Welcome to the Virus Encyclopedia of Panda Security.
Threat Level Damage Distribution
The effects of Michelangelo are the following:
It infects the boot sector of floppy disks (Boot) and hard disks (Master Boot Record).
It replaces the original master boot record with an infected version. It does this by moving the original MBR to a different section of the hard disk. This technique is known as Stealth.
It infects all the floppy disks used in the infected computer, provided that they are not write-protected.
When it activates, on March 6th, it overwrites some part of the information included in the hard disk.
It overwrites the information in track 0 of the target disk. More exactly, this occurs in the first 17 sectors of the first 4 sides of the first 250 cylinders on the disk. This means that approximately 8 MB will be lost.
The File Allocation Table (FAT) and the root directory information are located on this section. As a result of this the hard disk is rendered useless.
Michelangelo has the following infection routine:
It is transmitted to the computer when it is started from a floppy disk that is infected with this virus.
Then, Michelangelo goes memory resident. The virus occupies 2048 Bytes of the TOM (Top of memory).
From the memory, Michelangelo infects all the floppy disks used on the computer.
In order to do this, it hooks the interrupts that have access to floppy disks.
Michelangelo moves the original sector of the hard disk (from sector 0, side 1, cylinder 0 to sector 7, side 0, cylinder 0).
Means of transmission
Michelangelo spreads through floppy disks, in the following way:
- It infects the hard disk of the computer when it is booted from a floppy disk that is infected with this virus.
- It infects all the floppy disks used in the affected computer. These floppy disks will then infect other computers.
Here are some additional interesting facts about Michelangelo:
Michelangelo belongs to the Stoned family or group of viruses.
Its trigger date, March 6th, was the birthday of the famous Italian artist, Michelangelo (Mar. 6, 1475). That is the reason for its name.

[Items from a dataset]
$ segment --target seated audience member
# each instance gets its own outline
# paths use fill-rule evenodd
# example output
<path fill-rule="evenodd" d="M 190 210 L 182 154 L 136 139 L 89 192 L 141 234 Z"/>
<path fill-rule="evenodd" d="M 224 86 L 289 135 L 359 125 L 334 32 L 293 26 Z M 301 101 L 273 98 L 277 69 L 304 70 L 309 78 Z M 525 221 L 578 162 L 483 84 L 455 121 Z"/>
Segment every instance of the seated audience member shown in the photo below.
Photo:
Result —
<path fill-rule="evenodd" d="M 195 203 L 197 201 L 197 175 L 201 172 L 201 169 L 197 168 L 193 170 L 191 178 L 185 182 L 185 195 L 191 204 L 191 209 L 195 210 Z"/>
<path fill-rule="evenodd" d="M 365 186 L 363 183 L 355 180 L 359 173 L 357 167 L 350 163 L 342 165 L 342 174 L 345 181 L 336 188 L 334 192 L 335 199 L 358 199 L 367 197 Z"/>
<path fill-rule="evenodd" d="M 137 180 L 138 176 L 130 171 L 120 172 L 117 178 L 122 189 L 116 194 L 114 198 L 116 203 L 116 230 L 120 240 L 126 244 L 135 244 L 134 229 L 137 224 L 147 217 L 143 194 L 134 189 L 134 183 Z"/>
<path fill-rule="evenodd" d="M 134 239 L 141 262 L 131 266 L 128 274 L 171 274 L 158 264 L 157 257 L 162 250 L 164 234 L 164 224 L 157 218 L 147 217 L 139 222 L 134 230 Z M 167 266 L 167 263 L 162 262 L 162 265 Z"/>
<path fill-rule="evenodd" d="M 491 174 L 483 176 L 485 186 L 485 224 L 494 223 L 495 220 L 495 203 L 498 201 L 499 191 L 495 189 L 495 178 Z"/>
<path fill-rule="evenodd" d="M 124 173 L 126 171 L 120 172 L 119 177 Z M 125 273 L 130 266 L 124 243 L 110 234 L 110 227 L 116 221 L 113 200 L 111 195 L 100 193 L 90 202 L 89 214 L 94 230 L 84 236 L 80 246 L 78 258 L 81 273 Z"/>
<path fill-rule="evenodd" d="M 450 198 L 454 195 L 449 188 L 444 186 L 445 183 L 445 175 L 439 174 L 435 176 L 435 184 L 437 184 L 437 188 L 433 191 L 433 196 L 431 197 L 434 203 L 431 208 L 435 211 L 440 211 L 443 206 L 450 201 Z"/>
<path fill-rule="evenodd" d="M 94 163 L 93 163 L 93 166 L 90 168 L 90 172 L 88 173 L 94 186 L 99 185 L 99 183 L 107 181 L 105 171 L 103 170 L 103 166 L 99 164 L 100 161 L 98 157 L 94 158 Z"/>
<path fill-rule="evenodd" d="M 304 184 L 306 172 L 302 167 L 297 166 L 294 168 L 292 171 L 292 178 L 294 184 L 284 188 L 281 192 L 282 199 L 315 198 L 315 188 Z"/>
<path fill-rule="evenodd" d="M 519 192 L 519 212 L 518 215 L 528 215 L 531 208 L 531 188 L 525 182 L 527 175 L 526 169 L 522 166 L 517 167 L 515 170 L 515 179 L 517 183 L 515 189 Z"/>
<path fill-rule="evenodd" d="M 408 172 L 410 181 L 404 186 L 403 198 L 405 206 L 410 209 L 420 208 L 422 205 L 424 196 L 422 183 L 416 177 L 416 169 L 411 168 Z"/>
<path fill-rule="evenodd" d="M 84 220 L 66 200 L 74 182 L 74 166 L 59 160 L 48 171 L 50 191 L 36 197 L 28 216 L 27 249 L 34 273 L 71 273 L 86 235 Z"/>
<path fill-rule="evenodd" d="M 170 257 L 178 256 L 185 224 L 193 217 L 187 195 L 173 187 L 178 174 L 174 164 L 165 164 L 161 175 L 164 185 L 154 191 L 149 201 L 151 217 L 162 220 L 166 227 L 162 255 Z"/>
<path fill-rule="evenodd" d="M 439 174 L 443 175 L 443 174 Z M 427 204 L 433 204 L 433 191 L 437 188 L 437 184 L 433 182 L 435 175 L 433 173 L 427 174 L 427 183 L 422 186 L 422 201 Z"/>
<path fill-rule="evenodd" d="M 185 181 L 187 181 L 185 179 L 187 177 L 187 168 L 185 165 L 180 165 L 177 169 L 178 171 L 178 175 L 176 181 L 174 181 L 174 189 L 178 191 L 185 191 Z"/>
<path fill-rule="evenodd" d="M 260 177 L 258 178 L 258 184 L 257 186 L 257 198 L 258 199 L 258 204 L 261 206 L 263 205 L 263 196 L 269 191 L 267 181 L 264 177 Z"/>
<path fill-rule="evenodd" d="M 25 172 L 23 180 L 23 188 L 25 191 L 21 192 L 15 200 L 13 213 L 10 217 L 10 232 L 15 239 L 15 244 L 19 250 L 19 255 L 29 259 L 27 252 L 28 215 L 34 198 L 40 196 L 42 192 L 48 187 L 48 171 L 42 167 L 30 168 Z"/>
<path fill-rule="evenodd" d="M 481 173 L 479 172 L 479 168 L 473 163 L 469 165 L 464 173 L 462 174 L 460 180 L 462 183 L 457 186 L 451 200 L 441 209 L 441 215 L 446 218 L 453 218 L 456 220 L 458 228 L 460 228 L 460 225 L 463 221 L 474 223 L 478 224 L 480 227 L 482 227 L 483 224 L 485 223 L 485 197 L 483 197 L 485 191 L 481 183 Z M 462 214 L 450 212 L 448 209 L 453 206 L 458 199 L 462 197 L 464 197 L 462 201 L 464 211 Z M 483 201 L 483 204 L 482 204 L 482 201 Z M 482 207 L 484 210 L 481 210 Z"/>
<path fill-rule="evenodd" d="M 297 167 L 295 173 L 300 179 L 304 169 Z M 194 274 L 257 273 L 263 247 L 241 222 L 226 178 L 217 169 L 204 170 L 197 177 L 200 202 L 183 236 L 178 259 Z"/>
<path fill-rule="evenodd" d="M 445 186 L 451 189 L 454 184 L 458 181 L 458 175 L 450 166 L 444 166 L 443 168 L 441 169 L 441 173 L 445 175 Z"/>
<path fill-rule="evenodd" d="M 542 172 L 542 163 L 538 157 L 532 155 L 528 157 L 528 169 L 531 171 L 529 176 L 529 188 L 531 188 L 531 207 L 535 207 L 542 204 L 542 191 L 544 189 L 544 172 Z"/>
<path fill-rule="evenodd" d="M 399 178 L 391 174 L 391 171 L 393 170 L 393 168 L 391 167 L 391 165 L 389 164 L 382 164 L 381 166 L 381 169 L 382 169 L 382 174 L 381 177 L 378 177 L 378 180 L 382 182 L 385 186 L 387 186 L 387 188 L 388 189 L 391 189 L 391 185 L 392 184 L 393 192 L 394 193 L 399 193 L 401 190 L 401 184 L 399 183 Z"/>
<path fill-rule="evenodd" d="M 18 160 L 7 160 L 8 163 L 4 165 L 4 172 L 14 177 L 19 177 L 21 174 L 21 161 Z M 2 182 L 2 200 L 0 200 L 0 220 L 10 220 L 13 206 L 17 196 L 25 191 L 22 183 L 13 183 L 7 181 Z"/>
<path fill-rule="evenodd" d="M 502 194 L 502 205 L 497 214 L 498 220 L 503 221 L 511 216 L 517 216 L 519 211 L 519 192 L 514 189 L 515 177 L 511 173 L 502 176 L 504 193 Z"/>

_Study questions_
A – List each step of the infection routine that the Michelangelo virus entry describes.
B – According to the Michelangelo virus entry, why is the hard disk rendered useless when the virus activates?
C – Translate this sentence from the Michelangelo virus entry into Spanish: "It infects all the floppy disks used in the infected computer, provided that they are not write-protected."

_Answers to this exercise_
A –
1. Michelangelo is transmitted to the computer when it is started from an infected floppy disk.
2. It goes memory resident, occupying 2048 bytes of the top of memory (TOM).
3. From memory, it infects all the floppy disks used on the computer.
4. To do this, it hooks the interrupts that have access to floppy disks.
5. It moves the original sector of the hard disk from sector 0, side 1, cylinder 0 to sector 7, side 0, cylinder 0.

B – On activation, the virus overwrites the first 17 sectors of the first 4 sides of the first 250 cylinders on the disk. The File Allocation Table (FAT) and the root directory information are located in this section, so overwriting it renders the hard disk useless.

C – Infecta todos los disquetes utilizados en la computadora infectada, siempre que no estén protegidos contra escritura.